* WHAT THE EXERCISE ASKS *
Return the data given below exactly as it appears.

* EXTRACTED INFORMATION *
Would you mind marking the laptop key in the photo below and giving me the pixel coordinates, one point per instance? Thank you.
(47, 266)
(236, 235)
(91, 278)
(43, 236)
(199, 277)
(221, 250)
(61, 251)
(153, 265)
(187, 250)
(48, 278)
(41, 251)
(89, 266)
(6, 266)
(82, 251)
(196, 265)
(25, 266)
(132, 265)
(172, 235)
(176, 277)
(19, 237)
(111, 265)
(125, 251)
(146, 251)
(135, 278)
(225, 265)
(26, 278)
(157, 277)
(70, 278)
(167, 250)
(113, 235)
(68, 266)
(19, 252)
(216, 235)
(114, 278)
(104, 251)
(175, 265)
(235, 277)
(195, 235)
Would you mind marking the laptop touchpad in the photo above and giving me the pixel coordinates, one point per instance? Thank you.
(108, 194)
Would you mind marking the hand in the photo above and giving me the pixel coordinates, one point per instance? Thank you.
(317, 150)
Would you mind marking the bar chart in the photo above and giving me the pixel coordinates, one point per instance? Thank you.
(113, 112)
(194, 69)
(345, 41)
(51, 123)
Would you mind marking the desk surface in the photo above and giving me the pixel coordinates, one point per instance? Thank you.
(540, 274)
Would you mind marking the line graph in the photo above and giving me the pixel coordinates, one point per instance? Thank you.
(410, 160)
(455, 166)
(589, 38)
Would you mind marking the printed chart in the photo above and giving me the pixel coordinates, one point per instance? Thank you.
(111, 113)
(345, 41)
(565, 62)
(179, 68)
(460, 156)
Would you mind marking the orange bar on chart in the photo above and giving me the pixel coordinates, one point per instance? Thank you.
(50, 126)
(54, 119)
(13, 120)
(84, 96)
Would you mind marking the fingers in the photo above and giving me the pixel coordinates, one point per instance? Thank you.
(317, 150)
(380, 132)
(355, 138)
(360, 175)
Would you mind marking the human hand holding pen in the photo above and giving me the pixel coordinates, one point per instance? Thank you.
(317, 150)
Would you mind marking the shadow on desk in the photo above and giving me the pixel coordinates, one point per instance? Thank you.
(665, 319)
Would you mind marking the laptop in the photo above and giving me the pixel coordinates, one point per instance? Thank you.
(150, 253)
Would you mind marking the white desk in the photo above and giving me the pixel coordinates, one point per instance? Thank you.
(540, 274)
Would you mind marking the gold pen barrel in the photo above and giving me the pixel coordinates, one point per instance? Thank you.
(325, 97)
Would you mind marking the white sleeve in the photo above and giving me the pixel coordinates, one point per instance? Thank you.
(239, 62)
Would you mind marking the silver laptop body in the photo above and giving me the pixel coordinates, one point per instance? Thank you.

* WRITTEN ANSWER *
Would you mind marking the laptop key in the photo below and giving me the pixel coordinates, one point per instance? Thank you.
(47, 266)
(236, 235)
(91, 278)
(43, 236)
(199, 277)
(221, 250)
(61, 251)
(153, 265)
(187, 250)
(48, 278)
(41, 251)
(89, 266)
(6, 266)
(82, 251)
(196, 265)
(25, 266)
(132, 265)
(172, 235)
(176, 277)
(19, 237)
(111, 265)
(125, 251)
(146, 251)
(135, 278)
(225, 265)
(26, 278)
(157, 277)
(70, 278)
(167, 250)
(113, 235)
(68, 266)
(19, 252)
(216, 235)
(114, 278)
(104, 251)
(175, 265)
(235, 277)
(195, 235)
Would you mind marking the laptop touchpad in the photo above and giving me the pixel coordinates, one point per instance? Thank you.
(108, 194)
Would you mind marking the hand in the photo above and giving me the pixel coordinates, one point per instance? Thank you.
(317, 150)
Would you mind marking the bar chart in the photo above and giving me the pixel coordinates, one point per instance? Thank you.
(113, 112)
(194, 69)
(345, 41)
(51, 123)
Would you mind marking the desk surface in the photo above and giving me the pixel coordinates, one point per instance? Thank you.
(540, 274)
Would you mind marking the line graph in the photo above and giving me the pixel coordinates, one point per instance? Thank you.
(410, 160)
(455, 166)
(589, 38)
Would you mind marking the printed chart in the photo above and giving me the pixel coordinates, one point per instance? Thank you.
(111, 113)
(345, 41)
(565, 62)
(179, 68)
(460, 156)
Would you mind marking the orange bar on chart in the photo above and giving me the pixel coordinates, one point per instance? Thank you.
(50, 126)
(54, 119)
(13, 120)
(84, 96)
Would you mind marking the fingers in the photo above and giving me the pixel coordinates, one point per instance? Thank you.
(317, 150)
(380, 132)
(355, 138)
(360, 175)
Would you mind marking the human hand holding pen in the photo above and giving me the pixel coordinates, one point per instance? Thank you.
(317, 150)
Would you mind marking the shadow on desk in the photo above and giving me the pixel coordinates, one point per instance? Thank you.
(665, 319)
Would you mind marking the laptop in the photo above and giving me the pixel coordinates, one point per instance? Thank you.
(150, 253)
Would you mind marking the white desk in the photo above and giving me the pixel coordinates, one point per instance? Thank you.
(540, 274)
Would you mind marking the gold pen barrel in the photo above and giving me the pixel coordinates, one point per instance? Thank you.
(325, 97)
Would you mind marking the white sleeve in the photo above and giving me the pixel coordinates, one point per instance? Thank you.
(239, 62)
Would you mind marking the silver laptop body in the photo above and giving me the pixel coordinates, one point per instance? Thank you.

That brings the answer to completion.